To do: All entries need to be written out verbatim, with pictures omitted.

Provided data:

┄┄┄┄┄┄┄┄┄┄

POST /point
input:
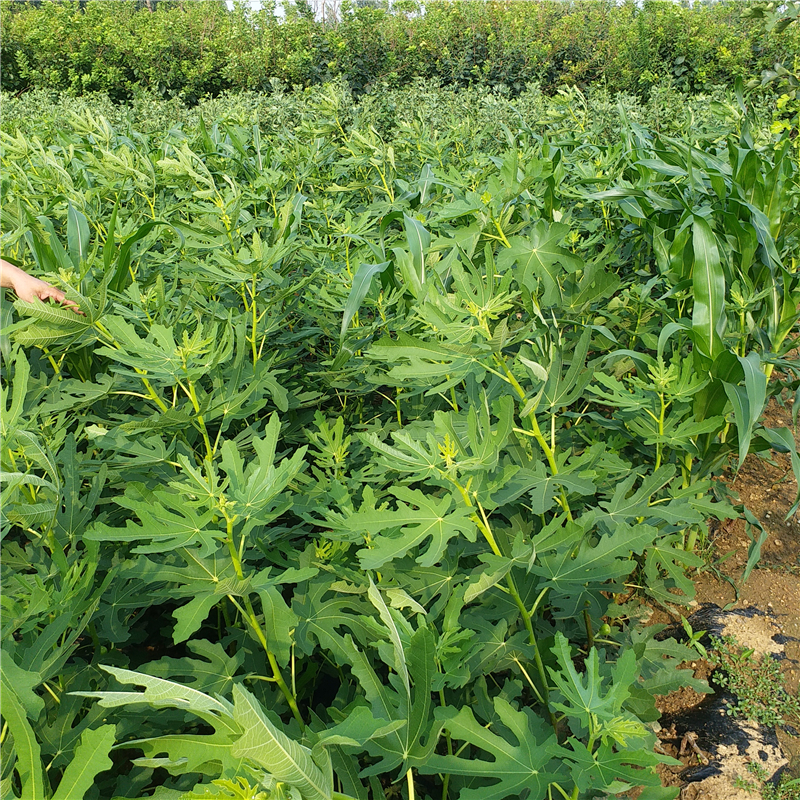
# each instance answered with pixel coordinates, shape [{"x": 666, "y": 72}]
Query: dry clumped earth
[{"x": 715, "y": 748}]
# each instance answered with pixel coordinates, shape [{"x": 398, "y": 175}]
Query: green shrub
[{"x": 191, "y": 49}]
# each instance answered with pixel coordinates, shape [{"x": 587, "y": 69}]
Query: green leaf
[
  {"x": 77, "y": 235},
  {"x": 668, "y": 557},
  {"x": 585, "y": 698},
  {"x": 419, "y": 518},
  {"x": 525, "y": 766},
  {"x": 748, "y": 401},
  {"x": 541, "y": 259},
  {"x": 708, "y": 282},
  {"x": 411, "y": 744},
  {"x": 28, "y": 752},
  {"x": 273, "y": 750},
  {"x": 192, "y": 615},
  {"x": 279, "y": 622},
  {"x": 419, "y": 240},
  {"x": 90, "y": 759},
  {"x": 167, "y": 522},
  {"x": 362, "y": 281}
]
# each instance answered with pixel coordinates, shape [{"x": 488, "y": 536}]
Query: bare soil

┄┄┄┄┄┄┄┄┄┄

Answer for this exercise:
POST /point
input:
# each instance answered with pixel coordinates, shape [{"x": 666, "y": 72}]
Query: dry clumped earth
[{"x": 715, "y": 748}]
# each instance answered with pixel coordinates, shape [{"x": 398, "y": 175}]
Query: green shrub
[{"x": 191, "y": 49}]
# each instance answered with pixel coordinates, shape [{"x": 587, "y": 69}]
Query: green leaf
[
  {"x": 77, "y": 235},
  {"x": 668, "y": 557},
  {"x": 585, "y": 698},
  {"x": 419, "y": 518},
  {"x": 525, "y": 766},
  {"x": 748, "y": 401},
  {"x": 541, "y": 259},
  {"x": 708, "y": 282},
  {"x": 411, "y": 744},
  {"x": 28, "y": 752},
  {"x": 273, "y": 750},
  {"x": 192, "y": 615},
  {"x": 279, "y": 622},
  {"x": 419, "y": 240},
  {"x": 90, "y": 759},
  {"x": 167, "y": 522},
  {"x": 362, "y": 281}
]
# each instance answered with pixel coordinates, shape [{"x": 488, "y": 536}]
Query: bare soil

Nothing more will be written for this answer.